Source records
------

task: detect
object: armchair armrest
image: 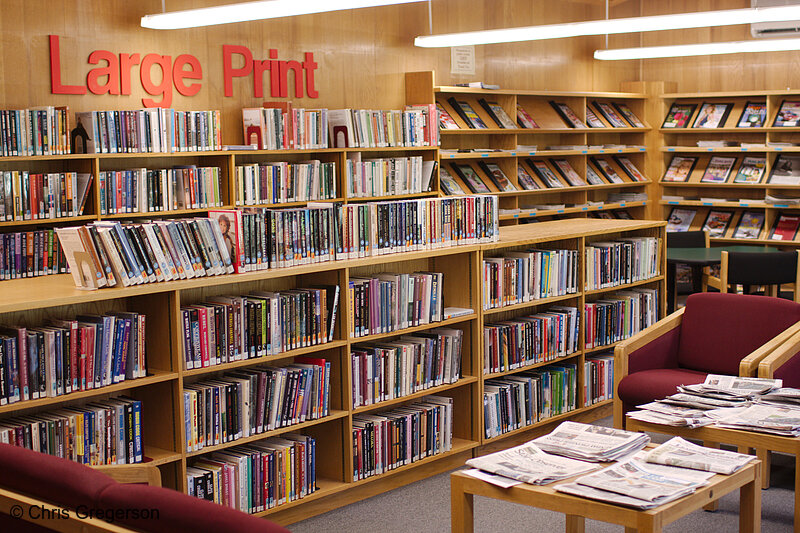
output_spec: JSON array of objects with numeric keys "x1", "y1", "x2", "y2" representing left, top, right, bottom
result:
[
  {"x1": 93, "y1": 464, "x2": 162, "y2": 487},
  {"x1": 613, "y1": 307, "x2": 685, "y2": 428},
  {"x1": 738, "y1": 320, "x2": 800, "y2": 376},
  {"x1": 757, "y1": 322, "x2": 800, "y2": 379}
]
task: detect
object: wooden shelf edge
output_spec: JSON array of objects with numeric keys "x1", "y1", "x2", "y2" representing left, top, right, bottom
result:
[
  {"x1": 482, "y1": 352, "x2": 581, "y2": 380},
  {"x1": 352, "y1": 376, "x2": 478, "y2": 414},
  {"x1": 349, "y1": 314, "x2": 477, "y2": 344},
  {"x1": 482, "y1": 292, "x2": 579, "y2": 316},
  {"x1": 584, "y1": 274, "x2": 664, "y2": 296}
]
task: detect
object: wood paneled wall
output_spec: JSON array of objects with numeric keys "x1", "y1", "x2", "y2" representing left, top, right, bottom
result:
[{"x1": 0, "y1": 0, "x2": 640, "y2": 145}]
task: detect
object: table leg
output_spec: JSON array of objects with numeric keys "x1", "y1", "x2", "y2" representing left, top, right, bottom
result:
[
  {"x1": 739, "y1": 461, "x2": 761, "y2": 533},
  {"x1": 667, "y1": 262, "x2": 677, "y2": 314},
  {"x1": 451, "y1": 477, "x2": 474, "y2": 533},
  {"x1": 691, "y1": 265, "x2": 704, "y2": 294},
  {"x1": 565, "y1": 514, "x2": 585, "y2": 533},
  {"x1": 756, "y1": 448, "x2": 770, "y2": 489},
  {"x1": 703, "y1": 441, "x2": 720, "y2": 511}
]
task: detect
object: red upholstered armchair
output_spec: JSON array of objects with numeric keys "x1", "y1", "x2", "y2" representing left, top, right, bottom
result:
[
  {"x1": 614, "y1": 292, "x2": 800, "y2": 429},
  {"x1": 0, "y1": 443, "x2": 289, "y2": 533}
]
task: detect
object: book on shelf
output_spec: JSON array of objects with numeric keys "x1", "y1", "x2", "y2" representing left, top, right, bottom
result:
[
  {"x1": 234, "y1": 159, "x2": 336, "y2": 205},
  {"x1": 345, "y1": 155, "x2": 431, "y2": 198},
  {"x1": 516, "y1": 165, "x2": 540, "y2": 190},
  {"x1": 516, "y1": 104, "x2": 539, "y2": 129},
  {"x1": 546, "y1": 144, "x2": 589, "y2": 151},
  {"x1": 349, "y1": 271, "x2": 443, "y2": 338},
  {"x1": 484, "y1": 307, "x2": 580, "y2": 374},
  {"x1": 733, "y1": 156, "x2": 766, "y2": 184},
  {"x1": 585, "y1": 352, "x2": 614, "y2": 405},
  {"x1": 770, "y1": 213, "x2": 800, "y2": 241},
  {"x1": 451, "y1": 163, "x2": 491, "y2": 193},
  {"x1": 584, "y1": 107, "x2": 606, "y2": 128},
  {"x1": 697, "y1": 140, "x2": 738, "y2": 147},
  {"x1": 700, "y1": 156, "x2": 737, "y2": 184},
  {"x1": 0, "y1": 106, "x2": 70, "y2": 156},
  {"x1": 666, "y1": 208, "x2": 696, "y2": 232},
  {"x1": 329, "y1": 107, "x2": 434, "y2": 148},
  {"x1": 592, "y1": 101, "x2": 628, "y2": 128},
  {"x1": 404, "y1": 103, "x2": 440, "y2": 146},
  {"x1": 439, "y1": 167, "x2": 467, "y2": 195},
  {"x1": 765, "y1": 194, "x2": 800, "y2": 205},
  {"x1": 702, "y1": 209, "x2": 734, "y2": 238},
  {"x1": 444, "y1": 307, "x2": 473, "y2": 319},
  {"x1": 100, "y1": 166, "x2": 222, "y2": 214},
  {"x1": 662, "y1": 156, "x2": 697, "y2": 183},
  {"x1": 613, "y1": 102, "x2": 646, "y2": 128},
  {"x1": 0, "y1": 170, "x2": 92, "y2": 221},
  {"x1": 692, "y1": 102, "x2": 733, "y2": 128},
  {"x1": 773, "y1": 100, "x2": 800, "y2": 127},
  {"x1": 584, "y1": 288, "x2": 660, "y2": 348},
  {"x1": 352, "y1": 395, "x2": 453, "y2": 481},
  {"x1": 351, "y1": 328, "x2": 463, "y2": 408},
  {"x1": 527, "y1": 159, "x2": 565, "y2": 188},
  {"x1": 662, "y1": 103, "x2": 697, "y2": 128},
  {"x1": 0, "y1": 229, "x2": 67, "y2": 280},
  {"x1": 613, "y1": 156, "x2": 647, "y2": 182},
  {"x1": 187, "y1": 434, "x2": 317, "y2": 511},
  {"x1": 482, "y1": 248, "x2": 579, "y2": 309},
  {"x1": 454, "y1": 81, "x2": 500, "y2": 89},
  {"x1": 586, "y1": 166, "x2": 605, "y2": 185},
  {"x1": 478, "y1": 161, "x2": 517, "y2": 192},
  {"x1": 590, "y1": 157, "x2": 624, "y2": 184},
  {"x1": 698, "y1": 196, "x2": 727, "y2": 203},
  {"x1": 0, "y1": 396, "x2": 143, "y2": 465},
  {"x1": 184, "y1": 362, "x2": 330, "y2": 451},
  {"x1": 585, "y1": 237, "x2": 661, "y2": 290},
  {"x1": 549, "y1": 101, "x2": 586, "y2": 128},
  {"x1": 607, "y1": 192, "x2": 647, "y2": 202},
  {"x1": 551, "y1": 159, "x2": 587, "y2": 186},
  {"x1": 484, "y1": 364, "x2": 578, "y2": 438},
  {"x1": 436, "y1": 103, "x2": 460, "y2": 130},
  {"x1": 478, "y1": 99, "x2": 517, "y2": 129},
  {"x1": 446, "y1": 97, "x2": 488, "y2": 129},
  {"x1": 737, "y1": 101, "x2": 767, "y2": 128},
  {"x1": 769, "y1": 154, "x2": 800, "y2": 185},
  {"x1": 733, "y1": 211, "x2": 766, "y2": 239}
]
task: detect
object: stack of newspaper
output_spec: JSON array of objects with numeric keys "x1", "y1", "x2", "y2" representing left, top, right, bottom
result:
[
  {"x1": 645, "y1": 437, "x2": 755, "y2": 474},
  {"x1": 465, "y1": 442, "x2": 598, "y2": 485},
  {"x1": 713, "y1": 403, "x2": 800, "y2": 436},
  {"x1": 555, "y1": 458, "x2": 707, "y2": 509},
  {"x1": 759, "y1": 388, "x2": 800, "y2": 406},
  {"x1": 656, "y1": 375, "x2": 781, "y2": 410},
  {"x1": 530, "y1": 422, "x2": 650, "y2": 462},
  {"x1": 627, "y1": 402, "x2": 713, "y2": 428}
]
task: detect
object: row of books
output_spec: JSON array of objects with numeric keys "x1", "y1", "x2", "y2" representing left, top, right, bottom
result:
[
  {"x1": 180, "y1": 287, "x2": 339, "y2": 370},
  {"x1": 483, "y1": 306, "x2": 580, "y2": 374},
  {"x1": 484, "y1": 364, "x2": 578, "y2": 439},
  {"x1": 57, "y1": 218, "x2": 234, "y2": 288},
  {"x1": 351, "y1": 328, "x2": 464, "y2": 408},
  {"x1": 0, "y1": 171, "x2": 92, "y2": 221},
  {"x1": 0, "y1": 106, "x2": 70, "y2": 156},
  {"x1": 99, "y1": 166, "x2": 222, "y2": 215},
  {"x1": 0, "y1": 229, "x2": 67, "y2": 280},
  {"x1": 187, "y1": 434, "x2": 316, "y2": 512},
  {"x1": 440, "y1": 156, "x2": 645, "y2": 197},
  {"x1": 585, "y1": 237, "x2": 661, "y2": 291},
  {"x1": 349, "y1": 272, "x2": 443, "y2": 338},
  {"x1": 440, "y1": 98, "x2": 645, "y2": 130},
  {"x1": 183, "y1": 360, "x2": 330, "y2": 452},
  {"x1": 585, "y1": 353, "x2": 614, "y2": 406},
  {"x1": 482, "y1": 249, "x2": 580, "y2": 310},
  {"x1": 662, "y1": 100, "x2": 800, "y2": 129},
  {"x1": 352, "y1": 395, "x2": 453, "y2": 481},
  {"x1": 0, "y1": 397, "x2": 143, "y2": 465},
  {"x1": 77, "y1": 109, "x2": 222, "y2": 154},
  {"x1": 328, "y1": 106, "x2": 437, "y2": 148},
  {"x1": 242, "y1": 106, "x2": 328, "y2": 150},
  {"x1": 668, "y1": 207, "x2": 800, "y2": 241},
  {"x1": 345, "y1": 155, "x2": 434, "y2": 198},
  {"x1": 210, "y1": 196, "x2": 499, "y2": 273},
  {"x1": 234, "y1": 160, "x2": 337, "y2": 206},
  {"x1": 585, "y1": 288, "x2": 659, "y2": 349},
  {"x1": 0, "y1": 312, "x2": 146, "y2": 406}
]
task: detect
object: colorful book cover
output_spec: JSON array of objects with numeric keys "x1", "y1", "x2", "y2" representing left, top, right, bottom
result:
[
  {"x1": 666, "y1": 208, "x2": 696, "y2": 232},
  {"x1": 692, "y1": 102, "x2": 733, "y2": 128},
  {"x1": 551, "y1": 159, "x2": 586, "y2": 186},
  {"x1": 584, "y1": 107, "x2": 605, "y2": 128},
  {"x1": 773, "y1": 100, "x2": 800, "y2": 127},
  {"x1": 700, "y1": 156, "x2": 737, "y2": 183},
  {"x1": 737, "y1": 101, "x2": 767, "y2": 128},
  {"x1": 593, "y1": 101, "x2": 627, "y2": 128},
  {"x1": 702, "y1": 209, "x2": 734, "y2": 238},
  {"x1": 733, "y1": 157, "x2": 766, "y2": 184},
  {"x1": 591, "y1": 158, "x2": 623, "y2": 183},
  {"x1": 614, "y1": 156, "x2": 647, "y2": 182},
  {"x1": 733, "y1": 211, "x2": 765, "y2": 239},
  {"x1": 439, "y1": 167, "x2": 466, "y2": 195},
  {"x1": 478, "y1": 99, "x2": 517, "y2": 129},
  {"x1": 451, "y1": 163, "x2": 490, "y2": 193},
  {"x1": 663, "y1": 156, "x2": 698, "y2": 182},
  {"x1": 586, "y1": 166, "x2": 605, "y2": 185},
  {"x1": 771, "y1": 214, "x2": 800, "y2": 241},
  {"x1": 549, "y1": 101, "x2": 586, "y2": 128},
  {"x1": 662, "y1": 103, "x2": 697, "y2": 128},
  {"x1": 528, "y1": 160, "x2": 565, "y2": 188},
  {"x1": 516, "y1": 104, "x2": 539, "y2": 129},
  {"x1": 479, "y1": 162, "x2": 517, "y2": 191},
  {"x1": 613, "y1": 102, "x2": 646, "y2": 128},
  {"x1": 436, "y1": 103, "x2": 460, "y2": 130},
  {"x1": 516, "y1": 165, "x2": 539, "y2": 190},
  {"x1": 447, "y1": 97, "x2": 487, "y2": 129}
]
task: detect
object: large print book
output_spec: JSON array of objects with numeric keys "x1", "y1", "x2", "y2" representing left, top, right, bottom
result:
[
  {"x1": 451, "y1": 163, "x2": 491, "y2": 193},
  {"x1": 478, "y1": 99, "x2": 517, "y2": 129},
  {"x1": 446, "y1": 97, "x2": 487, "y2": 129}
]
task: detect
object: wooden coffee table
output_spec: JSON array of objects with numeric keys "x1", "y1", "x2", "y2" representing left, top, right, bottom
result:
[{"x1": 451, "y1": 448, "x2": 761, "y2": 533}]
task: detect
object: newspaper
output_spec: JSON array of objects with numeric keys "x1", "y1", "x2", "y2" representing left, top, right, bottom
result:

------

## WHAT YOU SHOULD DO
After identifying the lines above that contain "shelf", copy each one.

## SOLUTION TO THIS EXERCISE
object: wooden shelf edge
object: book on shelf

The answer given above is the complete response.